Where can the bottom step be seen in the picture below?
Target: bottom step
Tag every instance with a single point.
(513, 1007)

* * *

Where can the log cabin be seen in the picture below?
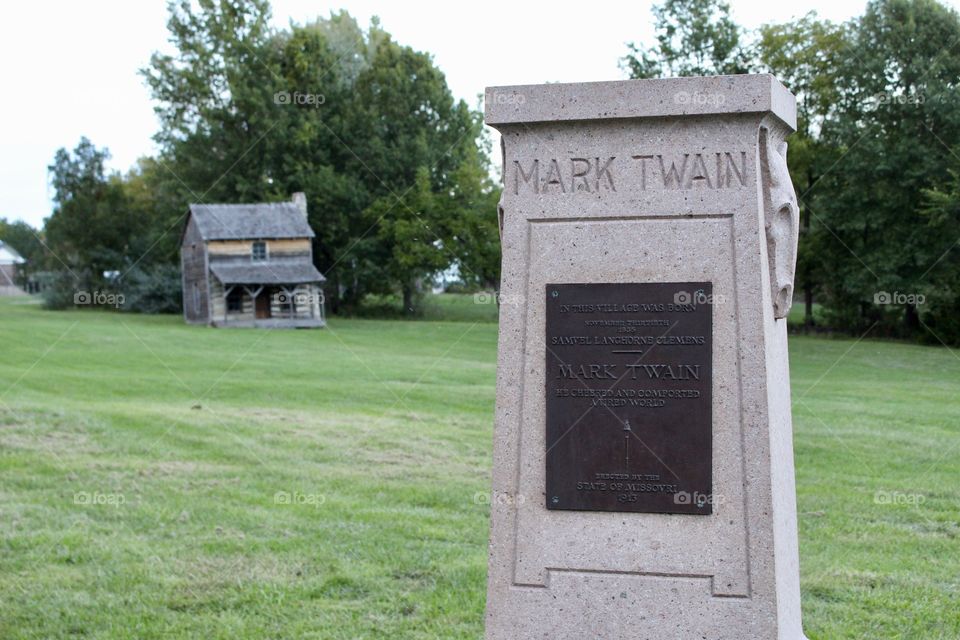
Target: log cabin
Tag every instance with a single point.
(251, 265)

---

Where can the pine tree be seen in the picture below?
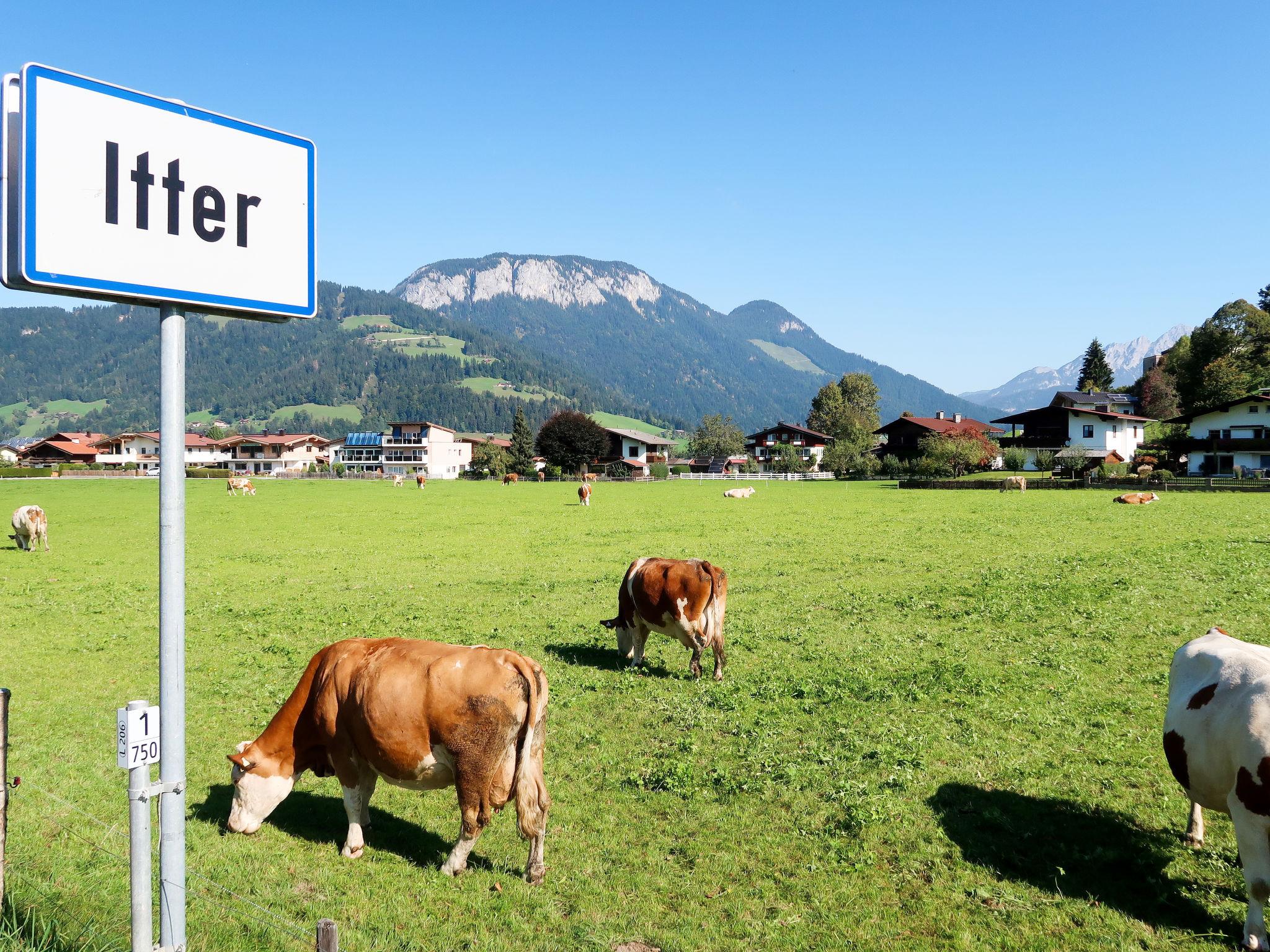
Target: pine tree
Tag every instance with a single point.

The task:
I'd like the number of lines above that contain the word "below", and nothing besides that number.

Written solution:
3